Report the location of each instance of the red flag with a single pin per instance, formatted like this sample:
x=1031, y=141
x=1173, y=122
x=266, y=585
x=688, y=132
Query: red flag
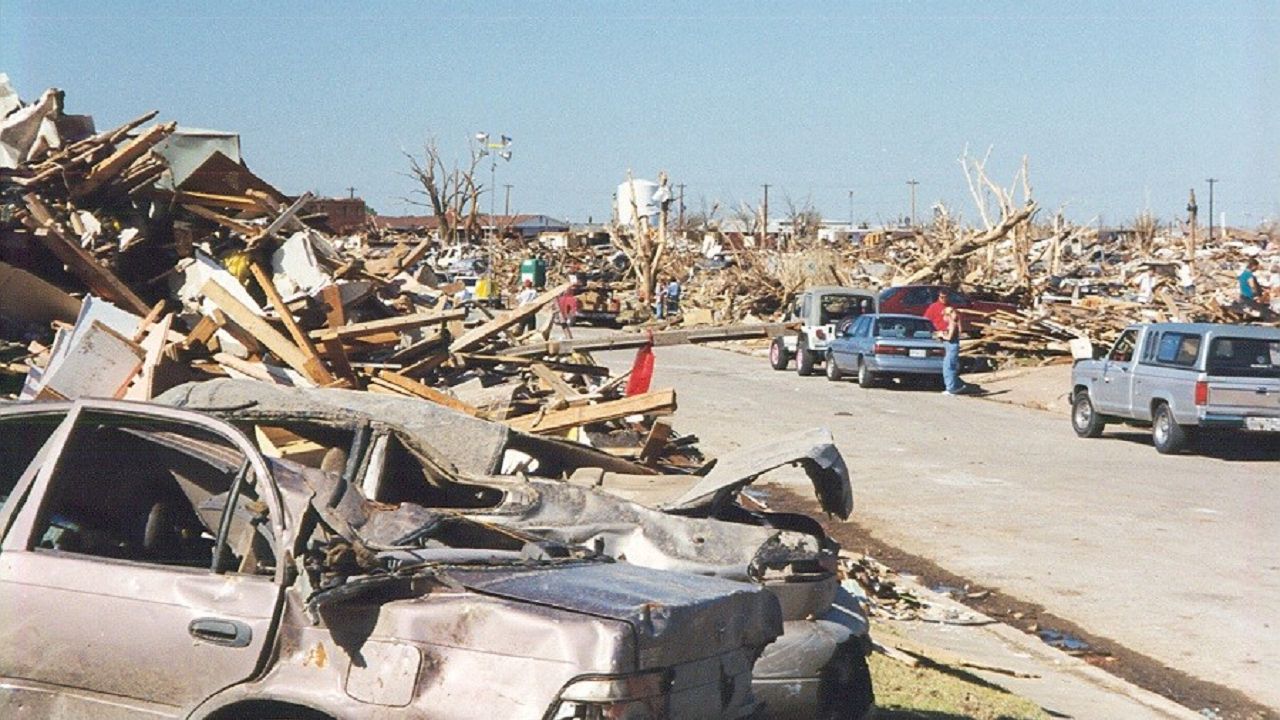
x=641, y=372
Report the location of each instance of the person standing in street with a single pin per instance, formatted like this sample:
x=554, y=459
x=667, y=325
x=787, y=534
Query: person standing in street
x=566, y=309
x=1251, y=292
x=672, y=297
x=950, y=337
x=933, y=313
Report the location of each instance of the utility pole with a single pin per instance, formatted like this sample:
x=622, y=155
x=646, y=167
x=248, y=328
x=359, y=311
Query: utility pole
x=913, y=183
x=1211, y=181
x=764, y=229
x=681, y=226
x=1191, y=219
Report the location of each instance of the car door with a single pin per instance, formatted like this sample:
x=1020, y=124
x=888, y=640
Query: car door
x=1112, y=393
x=138, y=572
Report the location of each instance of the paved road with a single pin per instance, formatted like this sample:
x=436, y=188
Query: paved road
x=1176, y=557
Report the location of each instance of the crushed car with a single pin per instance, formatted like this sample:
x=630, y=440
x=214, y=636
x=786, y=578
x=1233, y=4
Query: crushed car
x=155, y=563
x=405, y=450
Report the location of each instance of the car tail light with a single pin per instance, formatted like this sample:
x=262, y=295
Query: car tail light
x=888, y=349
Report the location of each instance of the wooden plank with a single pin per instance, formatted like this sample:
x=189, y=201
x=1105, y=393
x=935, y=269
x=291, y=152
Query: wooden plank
x=556, y=383
x=300, y=337
x=426, y=392
x=263, y=331
x=99, y=279
x=657, y=440
x=100, y=364
x=231, y=223
x=657, y=402
x=624, y=341
x=387, y=324
x=334, y=313
x=122, y=158
x=507, y=319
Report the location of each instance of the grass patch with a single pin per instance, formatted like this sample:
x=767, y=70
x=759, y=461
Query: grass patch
x=942, y=693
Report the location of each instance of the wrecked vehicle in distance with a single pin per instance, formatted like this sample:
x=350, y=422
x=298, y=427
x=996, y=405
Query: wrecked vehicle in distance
x=155, y=563
x=405, y=450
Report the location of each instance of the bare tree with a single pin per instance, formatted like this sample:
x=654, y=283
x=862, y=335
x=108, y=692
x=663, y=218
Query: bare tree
x=644, y=245
x=452, y=194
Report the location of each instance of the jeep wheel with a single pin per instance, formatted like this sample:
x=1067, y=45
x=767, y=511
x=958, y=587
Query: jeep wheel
x=1168, y=436
x=804, y=358
x=833, y=373
x=1084, y=419
x=778, y=354
x=865, y=377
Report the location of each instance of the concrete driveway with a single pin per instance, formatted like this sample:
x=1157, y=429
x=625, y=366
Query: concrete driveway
x=1175, y=557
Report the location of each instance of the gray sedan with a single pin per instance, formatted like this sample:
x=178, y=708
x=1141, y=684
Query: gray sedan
x=881, y=346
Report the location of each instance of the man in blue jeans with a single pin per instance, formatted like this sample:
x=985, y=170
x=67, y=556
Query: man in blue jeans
x=950, y=336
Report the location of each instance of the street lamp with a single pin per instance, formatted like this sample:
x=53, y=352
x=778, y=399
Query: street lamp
x=499, y=149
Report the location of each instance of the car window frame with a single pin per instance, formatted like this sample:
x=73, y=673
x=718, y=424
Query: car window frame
x=24, y=537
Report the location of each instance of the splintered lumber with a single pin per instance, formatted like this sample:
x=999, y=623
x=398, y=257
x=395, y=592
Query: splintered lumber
x=100, y=364
x=507, y=319
x=97, y=278
x=122, y=158
x=657, y=402
x=387, y=326
x=415, y=388
x=279, y=222
x=624, y=341
x=300, y=337
x=263, y=331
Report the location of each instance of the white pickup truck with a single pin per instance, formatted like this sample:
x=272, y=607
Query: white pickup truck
x=1180, y=378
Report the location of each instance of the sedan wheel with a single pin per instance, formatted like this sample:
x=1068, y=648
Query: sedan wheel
x=865, y=377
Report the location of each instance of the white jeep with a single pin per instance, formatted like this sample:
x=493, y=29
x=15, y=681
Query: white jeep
x=822, y=310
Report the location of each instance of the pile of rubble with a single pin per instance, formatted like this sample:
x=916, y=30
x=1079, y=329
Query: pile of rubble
x=159, y=259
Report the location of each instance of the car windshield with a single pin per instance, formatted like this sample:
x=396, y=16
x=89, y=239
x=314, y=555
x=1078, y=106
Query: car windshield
x=1244, y=358
x=836, y=308
x=905, y=328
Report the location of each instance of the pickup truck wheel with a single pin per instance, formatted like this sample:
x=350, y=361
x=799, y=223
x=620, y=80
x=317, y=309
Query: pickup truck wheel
x=1084, y=419
x=804, y=358
x=778, y=358
x=865, y=377
x=1168, y=436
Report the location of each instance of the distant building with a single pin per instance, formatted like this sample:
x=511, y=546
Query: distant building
x=342, y=214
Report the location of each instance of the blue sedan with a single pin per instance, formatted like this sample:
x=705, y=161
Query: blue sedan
x=881, y=346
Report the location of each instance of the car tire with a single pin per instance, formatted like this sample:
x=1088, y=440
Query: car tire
x=865, y=377
x=804, y=358
x=778, y=358
x=1166, y=434
x=1086, y=419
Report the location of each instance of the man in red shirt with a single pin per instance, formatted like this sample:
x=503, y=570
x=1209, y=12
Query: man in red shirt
x=933, y=313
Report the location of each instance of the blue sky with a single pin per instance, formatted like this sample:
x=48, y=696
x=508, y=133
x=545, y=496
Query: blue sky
x=1118, y=106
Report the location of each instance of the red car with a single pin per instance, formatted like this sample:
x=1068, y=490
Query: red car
x=914, y=299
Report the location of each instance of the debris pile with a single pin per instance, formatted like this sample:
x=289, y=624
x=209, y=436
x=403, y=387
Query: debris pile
x=159, y=259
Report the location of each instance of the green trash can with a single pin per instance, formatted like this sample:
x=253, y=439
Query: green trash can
x=534, y=269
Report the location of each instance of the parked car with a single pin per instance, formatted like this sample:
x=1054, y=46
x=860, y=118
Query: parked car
x=915, y=299
x=1182, y=378
x=155, y=563
x=822, y=313
x=881, y=346
x=407, y=450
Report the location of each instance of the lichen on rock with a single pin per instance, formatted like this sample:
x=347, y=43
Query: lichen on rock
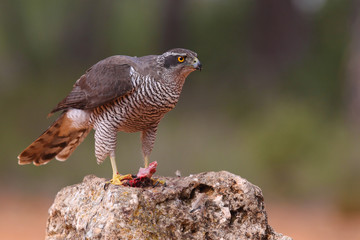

☆ ☆ ☆ ☆ ☆

Could you write out every line of the data from the line containing "Report the location of each instance of the white jeep" down to the line containing "x=905, y=328", changing only the answer coordinates by increasing each x and y value by 104? All other numbers in that span should stay as they are.

> **Solution to this task**:
Report the location of each instance of the white jeep with a single pin per instance, formatted like this sample:
x=493, y=29
x=15, y=681
Query: white jeep
x=926, y=414
Report the location of each instance of the pile of rubble with a single pin per instance, formatted like this sample:
x=916, y=30
x=1079, y=329
Query: pile of rubble
x=263, y=363
Report the location of each instance of the car windshield with a single pin per instance, formatted like this sample:
x=396, y=16
x=89, y=239
x=314, y=555
x=1078, y=106
Query: car windshield
x=1348, y=462
x=940, y=412
x=1009, y=432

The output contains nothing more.